選文 =>

第12回
箸川柳大賞

第12回箸川柳大賞
お箸はね 日本文化の ありのまま
広島県 岡田さん(13歳)

講評/シンプルながら人気映画「アナと雪の女王」から流行語を利用する公募川柳的テクニックを使い、「箸は」という問に対し「日本文化のありのまま」という答えとした作品は、江戸川柳の基本である「一章に問答」という伝統の構成にもかなっていることが、選考委員会の推薦となったものです。若き才能の受賞を嬉しく思います。

大賞賞品/箸職人が作るオリジナル(大賞川柳入)の携帯箸「八四郎(はしろう)」セット
優秀賞
北陸へ 新幹線が 伸ばす箸
愛知県「ペンネーム/さごじょう」さん(32歳)

必須課題 1 => 下のレコードのうち、「Reviewer note: confirm that each instance of the stage」を含む行からレコードの末尾までを、列名を「指示」と「正解」とする2列のCSVに収めてください。依頼ごとに1行とし、依頼文とその答えは改行を空白に置き換えたうえで、それぞれ引用符で囲んだ1つのフィールドに入れてください。

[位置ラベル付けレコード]
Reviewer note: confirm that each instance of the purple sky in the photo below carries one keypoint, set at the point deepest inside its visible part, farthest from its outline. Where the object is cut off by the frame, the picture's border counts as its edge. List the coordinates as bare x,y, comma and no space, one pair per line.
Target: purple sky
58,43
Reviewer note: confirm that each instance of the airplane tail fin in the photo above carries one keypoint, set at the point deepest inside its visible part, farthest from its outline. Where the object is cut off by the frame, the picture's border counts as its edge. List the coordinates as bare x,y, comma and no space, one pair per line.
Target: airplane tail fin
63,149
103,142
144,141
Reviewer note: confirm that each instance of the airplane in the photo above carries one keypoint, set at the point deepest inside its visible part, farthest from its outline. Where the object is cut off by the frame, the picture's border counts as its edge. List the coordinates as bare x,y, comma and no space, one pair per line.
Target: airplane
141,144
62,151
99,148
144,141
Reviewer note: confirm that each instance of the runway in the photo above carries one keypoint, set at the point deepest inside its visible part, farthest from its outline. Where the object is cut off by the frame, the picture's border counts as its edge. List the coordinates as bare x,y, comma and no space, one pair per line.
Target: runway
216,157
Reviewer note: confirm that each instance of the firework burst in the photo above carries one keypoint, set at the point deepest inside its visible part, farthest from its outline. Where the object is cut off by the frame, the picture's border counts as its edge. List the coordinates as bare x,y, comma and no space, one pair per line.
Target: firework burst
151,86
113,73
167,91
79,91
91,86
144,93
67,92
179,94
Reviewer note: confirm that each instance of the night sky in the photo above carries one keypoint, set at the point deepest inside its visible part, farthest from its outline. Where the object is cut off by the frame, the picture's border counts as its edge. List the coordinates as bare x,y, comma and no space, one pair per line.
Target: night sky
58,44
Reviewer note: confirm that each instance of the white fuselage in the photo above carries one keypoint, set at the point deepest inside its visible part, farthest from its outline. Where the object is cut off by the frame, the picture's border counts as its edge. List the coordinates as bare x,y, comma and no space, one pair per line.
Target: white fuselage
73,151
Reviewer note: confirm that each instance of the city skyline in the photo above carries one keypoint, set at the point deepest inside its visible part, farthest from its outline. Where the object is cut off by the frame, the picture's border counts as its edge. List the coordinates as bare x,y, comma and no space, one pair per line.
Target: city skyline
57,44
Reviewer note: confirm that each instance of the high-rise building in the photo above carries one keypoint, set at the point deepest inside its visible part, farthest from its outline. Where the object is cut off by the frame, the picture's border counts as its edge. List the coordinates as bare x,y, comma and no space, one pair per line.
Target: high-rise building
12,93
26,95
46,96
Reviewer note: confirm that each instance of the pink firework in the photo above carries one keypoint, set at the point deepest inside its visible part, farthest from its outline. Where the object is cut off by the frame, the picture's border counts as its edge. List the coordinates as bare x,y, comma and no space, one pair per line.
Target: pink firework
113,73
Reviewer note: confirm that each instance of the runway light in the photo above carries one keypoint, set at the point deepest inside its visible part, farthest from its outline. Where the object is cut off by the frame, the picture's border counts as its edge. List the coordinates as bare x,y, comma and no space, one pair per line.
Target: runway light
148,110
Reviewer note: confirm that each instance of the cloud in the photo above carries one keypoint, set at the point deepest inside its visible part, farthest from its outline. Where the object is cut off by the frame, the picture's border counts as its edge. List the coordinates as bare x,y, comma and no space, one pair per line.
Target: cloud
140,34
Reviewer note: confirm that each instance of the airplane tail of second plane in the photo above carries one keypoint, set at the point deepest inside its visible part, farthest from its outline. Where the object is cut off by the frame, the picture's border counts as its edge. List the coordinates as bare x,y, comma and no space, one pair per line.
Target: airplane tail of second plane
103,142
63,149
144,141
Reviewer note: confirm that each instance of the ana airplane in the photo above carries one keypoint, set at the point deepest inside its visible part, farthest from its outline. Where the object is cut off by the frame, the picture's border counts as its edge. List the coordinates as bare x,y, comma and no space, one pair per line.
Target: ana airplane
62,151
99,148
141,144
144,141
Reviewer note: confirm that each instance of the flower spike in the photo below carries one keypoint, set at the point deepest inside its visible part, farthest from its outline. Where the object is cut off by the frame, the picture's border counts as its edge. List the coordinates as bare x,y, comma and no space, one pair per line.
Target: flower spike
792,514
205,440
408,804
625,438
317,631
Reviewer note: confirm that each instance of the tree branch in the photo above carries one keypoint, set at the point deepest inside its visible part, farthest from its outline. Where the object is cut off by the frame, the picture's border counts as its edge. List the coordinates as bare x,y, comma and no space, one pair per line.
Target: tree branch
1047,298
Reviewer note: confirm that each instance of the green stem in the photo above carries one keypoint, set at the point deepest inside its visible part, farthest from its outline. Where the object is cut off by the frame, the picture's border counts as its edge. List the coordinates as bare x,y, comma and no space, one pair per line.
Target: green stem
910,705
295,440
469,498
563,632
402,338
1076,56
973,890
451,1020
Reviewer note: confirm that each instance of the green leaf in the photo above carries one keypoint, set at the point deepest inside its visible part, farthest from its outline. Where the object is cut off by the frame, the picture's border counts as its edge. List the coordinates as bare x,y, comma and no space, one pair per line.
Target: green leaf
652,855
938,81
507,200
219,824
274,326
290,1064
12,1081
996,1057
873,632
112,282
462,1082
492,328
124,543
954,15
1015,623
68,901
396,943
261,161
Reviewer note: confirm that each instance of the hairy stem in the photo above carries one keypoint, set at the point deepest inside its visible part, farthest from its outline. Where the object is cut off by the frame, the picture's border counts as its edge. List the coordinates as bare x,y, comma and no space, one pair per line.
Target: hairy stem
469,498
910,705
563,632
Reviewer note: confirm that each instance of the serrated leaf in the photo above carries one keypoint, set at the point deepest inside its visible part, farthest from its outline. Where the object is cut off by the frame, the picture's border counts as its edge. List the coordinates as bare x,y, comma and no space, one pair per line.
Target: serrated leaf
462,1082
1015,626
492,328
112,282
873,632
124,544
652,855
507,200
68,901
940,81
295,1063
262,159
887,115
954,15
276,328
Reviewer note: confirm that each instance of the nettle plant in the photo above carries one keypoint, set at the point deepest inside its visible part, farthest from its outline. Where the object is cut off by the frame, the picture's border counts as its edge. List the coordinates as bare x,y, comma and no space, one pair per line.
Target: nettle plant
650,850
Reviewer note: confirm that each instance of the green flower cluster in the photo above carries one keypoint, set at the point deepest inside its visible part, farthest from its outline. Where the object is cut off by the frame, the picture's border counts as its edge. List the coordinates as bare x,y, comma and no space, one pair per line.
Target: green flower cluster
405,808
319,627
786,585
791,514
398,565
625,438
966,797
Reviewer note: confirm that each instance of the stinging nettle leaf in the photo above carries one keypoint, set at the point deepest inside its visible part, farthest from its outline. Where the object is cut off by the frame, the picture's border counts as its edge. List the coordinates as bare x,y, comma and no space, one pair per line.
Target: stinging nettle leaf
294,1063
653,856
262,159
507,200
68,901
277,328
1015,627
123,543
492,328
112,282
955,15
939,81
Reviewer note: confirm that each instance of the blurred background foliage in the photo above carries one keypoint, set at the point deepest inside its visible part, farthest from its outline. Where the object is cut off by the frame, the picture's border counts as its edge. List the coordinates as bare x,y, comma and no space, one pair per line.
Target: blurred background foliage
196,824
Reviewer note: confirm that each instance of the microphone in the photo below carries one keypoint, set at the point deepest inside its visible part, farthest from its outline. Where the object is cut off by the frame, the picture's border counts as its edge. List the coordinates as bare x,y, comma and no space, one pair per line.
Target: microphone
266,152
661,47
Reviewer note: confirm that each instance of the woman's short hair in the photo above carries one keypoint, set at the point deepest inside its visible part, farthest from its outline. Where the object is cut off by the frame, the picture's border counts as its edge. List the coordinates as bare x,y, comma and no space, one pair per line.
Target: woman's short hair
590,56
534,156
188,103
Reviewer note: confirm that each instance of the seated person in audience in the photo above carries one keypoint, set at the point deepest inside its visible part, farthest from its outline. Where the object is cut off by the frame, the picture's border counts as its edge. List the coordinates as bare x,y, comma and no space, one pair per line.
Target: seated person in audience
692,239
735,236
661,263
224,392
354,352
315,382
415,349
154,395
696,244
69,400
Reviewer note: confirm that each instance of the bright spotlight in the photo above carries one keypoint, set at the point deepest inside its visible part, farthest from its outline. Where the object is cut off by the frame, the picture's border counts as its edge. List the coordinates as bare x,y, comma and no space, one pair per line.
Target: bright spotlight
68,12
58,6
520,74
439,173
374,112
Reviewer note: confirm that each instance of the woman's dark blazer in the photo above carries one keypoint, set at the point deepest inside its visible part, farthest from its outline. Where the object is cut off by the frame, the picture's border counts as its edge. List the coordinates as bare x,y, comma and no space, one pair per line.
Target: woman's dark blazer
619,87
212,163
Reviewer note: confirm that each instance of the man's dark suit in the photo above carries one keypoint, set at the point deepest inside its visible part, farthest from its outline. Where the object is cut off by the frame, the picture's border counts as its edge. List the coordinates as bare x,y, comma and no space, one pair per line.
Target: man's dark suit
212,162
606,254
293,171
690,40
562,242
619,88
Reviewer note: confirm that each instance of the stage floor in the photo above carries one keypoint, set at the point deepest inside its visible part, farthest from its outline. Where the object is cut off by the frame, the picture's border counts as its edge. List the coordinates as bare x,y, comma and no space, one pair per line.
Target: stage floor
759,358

必須課題 2 => 選文の講評によると、大賞作品が選考委員会の推薦を受けたのはなぜですか。1〜3文で説明してください。

模範解答 1 =>
指示,正解
"Reviewer note: confirm that each instance of the stage floor in the photo above carries one keypoint, set at the point deepest inside its visible part, farthest from its outline. Where the object is cut off by the frame, the picture's border counts as its edge. List the coordinates as bare x,y, comma and no space, one pair per line. Target: stage floor","759,358"

模範解答 2 => 「箸は」という問いに「日本文化のありのまま」という答えを返す構成が、江戸川柳の基本である「一章に問答」という伝統の構成にかなっていたからです。